[EXCERPTED TEXT]
Time and Place
How does the human auditory system work? A full explanation is beyond the scope of this book, but a condensed explanation of simple auditory transduction follows.
Once acoustic energy is collected by the outer ear, it is transformed into mechanical energy, i.e. vibrational energy via the eardrum upon where the three bones in the middle ear, colloquially known as hammer, anvil and stirrup efficiently convey this vibrational energy to the fluid filled inner ear. The coiled basilar membrane of the inner ear detects the amplitude and frequency of the vibrational energy; those vibrations are converted to electrical impulses and sent as neural information along a bundle of nerve fibers (the auditory nerve) to the primary and secondary auditory cortex of the brain responsible for processing and interpreting incoming auditory information known as the Heschl’s gyrus.
Auditory Transduction (2002)
courtesy of radiant3d
The duplicity continues with the two main theories of how the auditory system is believed to code the pitch of a sound once it has reached the inner ear: the pitch place theory and the pitch temporal theory.
The place theory of pitch is based on the fact that different frequency components of the input sound stimulate different places along the basilar membrane (as shown in the video above) and in turn stimulate auditory nerve fibres with different characteristic frequencies. The vibrational energy is carried by the inner ear fluid and travels the length of the membrane. The wave stops at particular places along the length of the membrane, where the greatest vibration of the membrane occurs, corresponding to different frequencies. High frequencies are sensed at the membrane near the middle ear while low frequencies are sensed at the farther end. The sound wave excited by a high-frequency sound does not reach the far end of the basilar membrane. However, a low-frequency sound will pass through all high frequency places to reach the far end.
[/EXCERPTED TEXT]
[EXCERPTED RECORDS]
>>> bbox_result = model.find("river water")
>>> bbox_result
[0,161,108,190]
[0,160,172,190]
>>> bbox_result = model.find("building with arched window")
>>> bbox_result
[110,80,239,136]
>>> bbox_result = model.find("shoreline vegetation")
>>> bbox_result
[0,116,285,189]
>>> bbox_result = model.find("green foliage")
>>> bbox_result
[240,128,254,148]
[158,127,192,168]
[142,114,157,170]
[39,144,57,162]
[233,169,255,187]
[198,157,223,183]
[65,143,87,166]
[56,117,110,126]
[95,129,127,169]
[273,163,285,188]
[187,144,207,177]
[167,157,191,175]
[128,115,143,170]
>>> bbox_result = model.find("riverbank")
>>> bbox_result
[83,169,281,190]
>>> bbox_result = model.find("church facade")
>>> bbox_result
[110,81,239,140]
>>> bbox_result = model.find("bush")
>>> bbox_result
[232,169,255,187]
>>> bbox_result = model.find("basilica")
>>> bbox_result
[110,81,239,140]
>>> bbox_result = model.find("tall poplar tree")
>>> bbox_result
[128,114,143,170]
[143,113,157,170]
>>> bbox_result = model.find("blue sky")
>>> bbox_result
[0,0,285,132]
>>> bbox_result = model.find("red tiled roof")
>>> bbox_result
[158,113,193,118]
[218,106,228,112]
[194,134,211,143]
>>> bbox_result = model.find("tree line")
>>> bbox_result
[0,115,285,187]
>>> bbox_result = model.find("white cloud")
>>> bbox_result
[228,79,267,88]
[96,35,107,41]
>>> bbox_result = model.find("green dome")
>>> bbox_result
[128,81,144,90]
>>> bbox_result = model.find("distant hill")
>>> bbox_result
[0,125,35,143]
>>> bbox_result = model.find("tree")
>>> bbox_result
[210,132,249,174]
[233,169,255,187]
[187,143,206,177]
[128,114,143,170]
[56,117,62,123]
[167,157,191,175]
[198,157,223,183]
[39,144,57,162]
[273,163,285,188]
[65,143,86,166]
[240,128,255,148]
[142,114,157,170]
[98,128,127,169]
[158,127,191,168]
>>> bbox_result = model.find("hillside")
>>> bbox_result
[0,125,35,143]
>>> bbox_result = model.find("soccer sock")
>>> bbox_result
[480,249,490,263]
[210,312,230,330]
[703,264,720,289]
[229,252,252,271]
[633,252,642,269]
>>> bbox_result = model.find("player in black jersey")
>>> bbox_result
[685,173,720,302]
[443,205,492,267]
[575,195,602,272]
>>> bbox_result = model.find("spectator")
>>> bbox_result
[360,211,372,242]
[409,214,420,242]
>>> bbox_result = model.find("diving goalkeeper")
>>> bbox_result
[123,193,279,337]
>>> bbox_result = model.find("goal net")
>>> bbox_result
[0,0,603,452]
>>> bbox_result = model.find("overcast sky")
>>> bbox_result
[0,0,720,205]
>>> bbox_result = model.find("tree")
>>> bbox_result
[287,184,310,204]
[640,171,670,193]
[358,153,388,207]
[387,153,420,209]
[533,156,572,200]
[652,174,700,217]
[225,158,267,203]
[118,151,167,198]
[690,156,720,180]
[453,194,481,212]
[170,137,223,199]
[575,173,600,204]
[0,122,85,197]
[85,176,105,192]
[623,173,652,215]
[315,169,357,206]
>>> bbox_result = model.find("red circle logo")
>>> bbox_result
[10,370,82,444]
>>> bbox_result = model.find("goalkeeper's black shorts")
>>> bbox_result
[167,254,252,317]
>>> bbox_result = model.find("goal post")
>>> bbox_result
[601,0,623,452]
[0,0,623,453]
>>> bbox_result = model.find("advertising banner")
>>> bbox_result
[/EXCERPTED RECORDS]
_REQUIRED WORK:_
• 1. Output the part of the auditory system passage that opens with the words containing "courtesy of radiant3d" and closes with "pitch temporal theory.".
• 2. According to the auditory system passage, where on the basilar membrane are high frequencies sensed?
• 3. Resume the auditory system passage from the point where it stops.
Nothing in the listing is needed here.

_NUMBERED ANSWERS:_
• 1.
courtesy of radiant3d
The duplicity continues with the two main theories of how the auditory system is believed to code the pitch of a sound once it has reached the inner ear: the pitch place theory and the pitch temporal theory.

• 2. Near the middle ear.

• 3.
The basis for the temporal theory of pitch perception is the timing of neural firings, which occur in response to vibrations on the basilar membrane. It is a time-domain mechanism which is event-based; i.e., it tries to detect the time interval between events, which may be peaks or overall envelope of the input waveforms. These events determine the periodicity of the waveform, and the reciprocal of the periodicity is the same as the fundamental frequency. As the basilar membrane vibrates, each clump of hair cells along its length is deflected in time with the sound components as filtered by basilar membrane tuning for its position. The more intense this vibration is, the more the hair cells are deflected and the more likely they are to cause nerve firings. Temporal theory supposes that the consistent timing patterns, whether at high or low average firing rate, code for a consistent pitch percept.
The auditory processing parts of the brain (Heschl’s gyrus) is supplied with information concerning the place of stimulation on the basilar membrane (place theory) and neural firing patterns (temporal theory). The importance of both types of information depends on the frequencies present and the type of sound. Place coding is believed to dominate for frequencies above 5000 Hz, below this temporal information is believed to be dominant.
One might ask why a study of Place Theory vs. Temporal Theory is important to timpani sound production. Perhaps not to the production of timpani sound, but to the perception of that sound. The sound of timpani can range from C2 65 Hz to C4 262 Hz, which is at the low end of the human hearing spectrum. Since the quasi-harmonic spectrum of a timpano falls well below 5000 Hz and does not contain a fundamental, is it possible that no two people hear timpani pitch the same way? The science of the missing fundamental adds yet another intriguing dimension to the production and perception of timpani sound.